Please read the interview excerpt on individualized medicine and give the average time the speaker believes it takes for something to transition from an academic center into communities.

**EXCERPT TO READ**.
>>>>>
Q: How can we accelerate the development and deliver on the promises of individualized medicine? You mentioned to bring some of these tools and technologies into the hands of the top academic centers. What advice would you give young investigators, key opinion leaders, and other stakeholders to push or move the field forward? What can we do as a community? What call to action should we as a community focus on?

A: I think about many of these tremendous challenges in a very practical way. There are some concrete steps that we can take to make sure that each company and each investigator is aware of what ultimately needs to happen in order to make sure a new healthcare tool ultimately gets democratized. This requires a broader population to join the discussion much earlier. For example, when one thinks of a medical advisory board, for the most part, one still thinks of an advisory board filled with the top key opinion leaders in the nation, or the world. I would argue that we need to think about medical advisory boards, clinical advisory boards, or scientific advisory boards – whatever we want to call them – in a different way, where those advisory boards not only need to represent the best and the brightest in the medical and scientific community; we have to make sure we bring in providers and physicians that understand community practice and the unique challenges of working in the community, such as rural, suburban, or urban areas. Bring in folks that understand the practice of medicine in these different areas, so we are not just getting representatives who understand concepts and ideas of medicine at an academic level.

Clearly, the science must drive all these decisions – which is why this industry has been focused on bringing in the best and the brightest to guide these decisions – but there is no reason that we cannot bring in community providers much earlier. There is no reason that we cannot get patient advocacy groups involved in these discussions earlier. We simply have to start thinking about this critical step of democratization earlier in the clinical development effort. Instead of taking 15 to 20 years for something to transition from an academic center into the various communities around the United States and the broaderworld, which I believe is the average, why not thinking about it a lot sooner to shrink that gap from 15 years to 10 years, from 10 years to 5 years, and so on.

“The call to action is to make sure that the industry and the payer community representatives are collaborating much earlier in the process.”

We are all in this industry for a reason, to impact human health. The faster that we can do it, the greater impact we have on human health. The call to action is to make sure that the industry and the payer community representatives are collaborating much earlier in the process.

Let us start these discussions early, and let us set some goals for what this data needs to look like for the payers early. We have seen this latter scenario play out often in the past – especially true on the diagnostic side – with payers engaged too late saying, “Oh, great effort, but you missed the goalpost. You have to go back and try it all over again.” There’s no reason we should be doing that in 2020. We should be communicating much earlier. We should be working together to set the goals, so if the studies achieve them, there should be very few questions left about whether or not something is A) cost effective and B) able to get reimbursed.
<<<<<
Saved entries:
>>>>>
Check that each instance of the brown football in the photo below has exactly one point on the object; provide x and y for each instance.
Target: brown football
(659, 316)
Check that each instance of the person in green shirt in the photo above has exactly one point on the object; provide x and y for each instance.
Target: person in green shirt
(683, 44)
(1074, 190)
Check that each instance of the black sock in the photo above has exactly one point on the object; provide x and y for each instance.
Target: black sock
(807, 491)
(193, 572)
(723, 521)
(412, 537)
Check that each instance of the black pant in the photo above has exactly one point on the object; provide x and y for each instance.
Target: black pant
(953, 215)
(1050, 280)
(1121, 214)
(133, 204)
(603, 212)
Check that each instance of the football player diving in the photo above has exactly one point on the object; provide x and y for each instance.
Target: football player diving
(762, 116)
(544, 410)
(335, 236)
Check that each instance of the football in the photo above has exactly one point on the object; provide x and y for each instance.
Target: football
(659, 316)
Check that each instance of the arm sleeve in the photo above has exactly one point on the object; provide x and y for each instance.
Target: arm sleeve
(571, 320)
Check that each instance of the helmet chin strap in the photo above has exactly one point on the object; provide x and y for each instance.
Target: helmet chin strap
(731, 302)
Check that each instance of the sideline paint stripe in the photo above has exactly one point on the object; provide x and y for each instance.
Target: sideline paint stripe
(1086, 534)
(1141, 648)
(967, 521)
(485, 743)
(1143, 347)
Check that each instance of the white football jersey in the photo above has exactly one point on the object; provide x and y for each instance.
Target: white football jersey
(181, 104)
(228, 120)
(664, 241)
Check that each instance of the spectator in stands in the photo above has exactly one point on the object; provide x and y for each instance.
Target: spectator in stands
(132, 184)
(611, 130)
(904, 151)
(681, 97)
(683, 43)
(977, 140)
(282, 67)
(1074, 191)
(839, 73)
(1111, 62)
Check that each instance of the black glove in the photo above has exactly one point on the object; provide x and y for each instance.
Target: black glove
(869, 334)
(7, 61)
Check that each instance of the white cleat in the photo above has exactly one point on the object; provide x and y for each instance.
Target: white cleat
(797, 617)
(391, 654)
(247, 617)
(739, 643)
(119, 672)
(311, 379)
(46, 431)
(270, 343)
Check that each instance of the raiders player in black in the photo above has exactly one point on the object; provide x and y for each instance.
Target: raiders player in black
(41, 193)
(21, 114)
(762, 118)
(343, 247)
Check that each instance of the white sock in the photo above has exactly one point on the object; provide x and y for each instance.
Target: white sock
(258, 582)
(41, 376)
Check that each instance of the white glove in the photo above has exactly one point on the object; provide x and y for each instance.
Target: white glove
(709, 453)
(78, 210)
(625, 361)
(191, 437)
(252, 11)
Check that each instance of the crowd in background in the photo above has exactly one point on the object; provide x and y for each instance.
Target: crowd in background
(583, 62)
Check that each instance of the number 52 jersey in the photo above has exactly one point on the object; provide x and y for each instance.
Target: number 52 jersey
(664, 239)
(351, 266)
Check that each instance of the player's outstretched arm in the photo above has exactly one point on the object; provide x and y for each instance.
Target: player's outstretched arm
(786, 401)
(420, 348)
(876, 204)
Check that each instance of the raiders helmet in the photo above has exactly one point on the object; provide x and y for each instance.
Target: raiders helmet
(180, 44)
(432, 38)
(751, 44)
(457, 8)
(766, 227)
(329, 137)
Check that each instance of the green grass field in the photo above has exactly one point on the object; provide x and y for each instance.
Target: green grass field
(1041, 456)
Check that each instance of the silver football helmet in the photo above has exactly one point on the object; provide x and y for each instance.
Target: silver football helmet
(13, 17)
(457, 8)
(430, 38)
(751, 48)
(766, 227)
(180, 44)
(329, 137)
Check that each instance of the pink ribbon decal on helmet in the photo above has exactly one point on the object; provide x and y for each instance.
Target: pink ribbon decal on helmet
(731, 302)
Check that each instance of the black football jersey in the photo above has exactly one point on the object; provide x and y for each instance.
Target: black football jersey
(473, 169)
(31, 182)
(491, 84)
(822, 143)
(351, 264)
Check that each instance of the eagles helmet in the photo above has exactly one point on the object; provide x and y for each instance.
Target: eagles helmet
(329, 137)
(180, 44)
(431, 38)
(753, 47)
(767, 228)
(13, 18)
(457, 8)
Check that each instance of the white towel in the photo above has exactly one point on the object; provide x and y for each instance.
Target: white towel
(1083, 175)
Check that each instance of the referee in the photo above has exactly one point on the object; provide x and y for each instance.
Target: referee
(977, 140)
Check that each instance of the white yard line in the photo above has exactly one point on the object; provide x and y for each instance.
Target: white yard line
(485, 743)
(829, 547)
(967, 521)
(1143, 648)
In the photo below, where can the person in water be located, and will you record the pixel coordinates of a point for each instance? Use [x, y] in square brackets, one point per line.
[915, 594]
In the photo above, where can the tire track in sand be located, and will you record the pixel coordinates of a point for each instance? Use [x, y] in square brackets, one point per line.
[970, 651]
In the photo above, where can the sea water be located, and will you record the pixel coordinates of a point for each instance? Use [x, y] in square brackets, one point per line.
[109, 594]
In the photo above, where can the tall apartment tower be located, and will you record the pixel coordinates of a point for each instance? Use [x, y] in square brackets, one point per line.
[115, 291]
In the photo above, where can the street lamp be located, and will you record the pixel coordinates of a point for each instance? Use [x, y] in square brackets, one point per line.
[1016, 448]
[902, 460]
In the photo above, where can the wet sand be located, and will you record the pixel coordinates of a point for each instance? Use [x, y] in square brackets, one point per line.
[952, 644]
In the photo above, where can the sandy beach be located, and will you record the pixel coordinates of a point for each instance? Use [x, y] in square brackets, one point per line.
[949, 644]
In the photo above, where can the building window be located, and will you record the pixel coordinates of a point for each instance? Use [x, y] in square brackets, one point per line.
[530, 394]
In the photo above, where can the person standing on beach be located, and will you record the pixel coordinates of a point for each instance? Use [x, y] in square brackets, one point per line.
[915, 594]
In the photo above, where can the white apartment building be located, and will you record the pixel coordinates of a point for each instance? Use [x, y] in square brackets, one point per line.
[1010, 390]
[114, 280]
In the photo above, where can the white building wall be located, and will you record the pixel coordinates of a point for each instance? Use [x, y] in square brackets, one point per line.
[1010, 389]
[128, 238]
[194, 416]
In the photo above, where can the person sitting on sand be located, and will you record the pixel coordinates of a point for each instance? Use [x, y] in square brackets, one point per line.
<<<<<
**TASK OUTPUT**.
15 to 20 years.